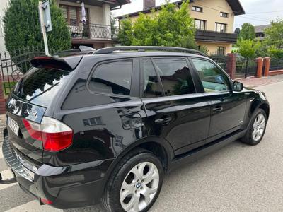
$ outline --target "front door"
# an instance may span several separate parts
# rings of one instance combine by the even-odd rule
[[[183,57],[143,59],[141,64],[149,135],[165,138],[176,154],[205,143],[210,106],[202,94],[196,93],[188,61]]]
[[[211,124],[208,142],[238,130],[246,112],[246,97],[233,92],[228,76],[212,62],[192,59],[211,105]]]

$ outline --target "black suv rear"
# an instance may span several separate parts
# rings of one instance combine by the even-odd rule
[[[258,144],[265,131],[265,94],[197,51],[109,47],[31,63],[7,100],[3,152],[15,179],[0,183],[16,179],[40,204],[146,211],[164,173],[238,139]]]

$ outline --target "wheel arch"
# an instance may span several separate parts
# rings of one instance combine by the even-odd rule
[[[252,107],[250,107],[250,117],[253,116],[254,114],[255,111],[256,111],[258,109],[262,109],[265,112],[267,120],[270,116],[270,105],[267,101],[255,101],[253,104],[252,105]]]
[[[107,184],[111,173],[117,167],[117,165],[129,153],[138,148],[144,148],[152,152],[157,157],[161,158],[161,161],[164,167],[164,172],[166,172],[170,163],[174,158],[174,152],[169,143],[160,137],[149,136],[136,141],[123,151],[113,160],[111,165],[109,167],[107,172],[105,175],[104,187]]]

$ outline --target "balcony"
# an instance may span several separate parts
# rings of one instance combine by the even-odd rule
[[[237,42],[237,35],[235,33],[197,30],[195,33],[195,40],[209,41],[212,42],[236,43]]]
[[[101,24],[69,25],[72,39],[111,40],[111,26]]]

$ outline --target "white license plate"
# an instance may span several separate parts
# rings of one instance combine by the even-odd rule
[[[8,126],[18,136],[19,129],[18,123],[11,118],[8,117]]]

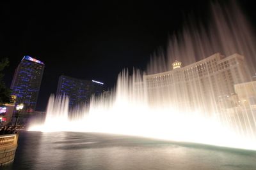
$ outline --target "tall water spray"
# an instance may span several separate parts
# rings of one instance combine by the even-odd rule
[[[115,89],[92,97],[89,108],[80,106],[80,110],[70,110],[68,113],[68,97],[51,96],[44,124],[29,129],[117,133],[256,150],[255,111],[242,104],[233,106],[230,113],[227,111],[230,103],[220,103],[214,96],[214,87],[223,87],[214,84],[211,79],[207,80],[209,86],[204,81],[195,81],[189,88],[179,76],[172,80],[163,78],[166,81],[154,80],[159,73],[165,71],[166,74],[162,74],[166,76],[168,71],[170,71],[175,59],[188,66],[216,52],[226,56],[236,53],[244,56],[247,66],[244,71],[249,74],[254,73],[251,65],[255,63],[254,34],[237,6],[234,5],[227,12],[219,5],[212,5],[212,17],[207,30],[203,26],[186,27],[182,34],[173,35],[167,57],[152,60],[146,73],[134,71],[131,76],[128,71],[121,73]],[[163,53],[159,55],[164,55]],[[212,56],[221,58],[223,55]],[[184,73],[184,80],[192,80],[189,75]],[[159,81],[156,81],[156,87],[149,85],[150,78]],[[243,83],[248,80],[242,77],[234,81]],[[169,85],[168,81],[174,83]],[[255,87],[253,86],[252,90],[256,91]],[[232,85],[233,89],[230,90],[234,91],[234,88]]]

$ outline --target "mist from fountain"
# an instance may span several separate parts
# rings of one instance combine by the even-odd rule
[[[188,24],[170,39],[167,57],[160,52],[143,73],[134,70],[129,75],[124,71],[116,88],[92,96],[88,108],[81,105],[68,113],[68,96],[51,96],[45,122],[31,125],[29,131],[115,133],[256,150],[255,112],[252,108],[240,107],[232,115],[220,112],[211,95],[212,88],[208,89],[209,96],[201,95],[202,82],[189,93],[179,84],[156,89],[153,97],[148,92],[147,76],[169,71],[175,59],[188,65],[216,52],[227,56],[238,53],[245,56],[246,71],[254,73],[255,36],[239,8],[233,4],[230,11],[212,4],[212,9],[213,19],[208,29]],[[182,99],[196,101],[195,107],[191,109],[188,103],[180,106]],[[227,103],[222,105],[227,108]]]

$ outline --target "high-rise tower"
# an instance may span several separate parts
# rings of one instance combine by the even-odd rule
[[[25,55],[12,80],[12,94],[17,96],[16,104],[23,103],[27,111],[35,110],[44,69],[44,62]]]

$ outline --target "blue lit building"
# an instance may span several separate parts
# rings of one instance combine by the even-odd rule
[[[12,94],[17,96],[16,104],[23,103],[28,111],[35,111],[44,69],[44,62],[25,55],[12,82]]]
[[[90,103],[92,94],[99,95],[104,91],[104,83],[66,76],[61,76],[58,83],[57,95],[67,95],[70,108],[77,104]]]

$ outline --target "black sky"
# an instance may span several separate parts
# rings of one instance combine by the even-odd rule
[[[0,3],[0,58],[10,61],[4,77],[8,87],[24,55],[45,64],[38,110],[45,109],[61,74],[99,80],[111,88],[124,68],[145,69],[150,55],[166,46],[168,35],[182,29],[184,15],[193,13],[207,22],[211,3],[24,1]],[[249,20],[256,21],[253,1],[238,3]]]

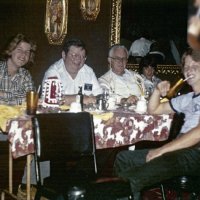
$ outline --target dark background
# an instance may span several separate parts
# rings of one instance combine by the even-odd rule
[[[182,54],[187,47],[187,19],[187,0],[122,0],[121,38],[133,42],[145,31],[154,40],[175,40]]]

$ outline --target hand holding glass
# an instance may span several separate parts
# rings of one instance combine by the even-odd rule
[[[38,105],[38,93],[29,91],[26,93],[26,112],[28,115],[35,115]]]

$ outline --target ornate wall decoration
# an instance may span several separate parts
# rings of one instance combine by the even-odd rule
[[[61,45],[67,34],[68,0],[47,0],[45,34],[50,44]]]
[[[120,42],[122,0],[112,0],[110,45]]]
[[[101,0],[81,0],[80,9],[85,20],[95,21],[100,12]]]

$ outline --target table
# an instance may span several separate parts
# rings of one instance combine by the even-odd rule
[[[173,115],[124,111],[93,113],[96,148],[131,145],[141,140],[166,140],[172,119]],[[34,153],[30,116],[10,119],[7,123],[7,132],[13,158]]]
[[[132,145],[141,140],[166,140],[173,119],[173,115],[138,114],[122,110],[92,114],[97,149]],[[12,158],[27,155],[27,199],[30,200],[30,162],[34,153],[31,117],[8,120],[6,130],[10,142],[9,192],[12,193]]]

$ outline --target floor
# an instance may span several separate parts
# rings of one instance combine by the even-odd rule
[[[115,153],[111,156],[115,155]],[[20,184],[21,177],[23,175],[24,166],[26,164],[26,157],[18,158],[13,162],[13,192],[17,193],[18,185]],[[108,173],[111,173],[109,170]],[[0,142],[0,189],[8,188],[8,143]],[[11,200],[13,198],[6,195],[5,200]],[[146,190],[143,192],[143,200],[159,200],[162,199],[159,188]],[[169,191],[167,193],[167,200],[175,200],[176,195],[174,192]],[[185,195],[184,200],[189,200],[188,195]]]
··········
▶ _Problem to solve_
Count how many lines in the material above contain the word "black". Case counts. Reply with the number only.

▶ _Response to this exercise_
2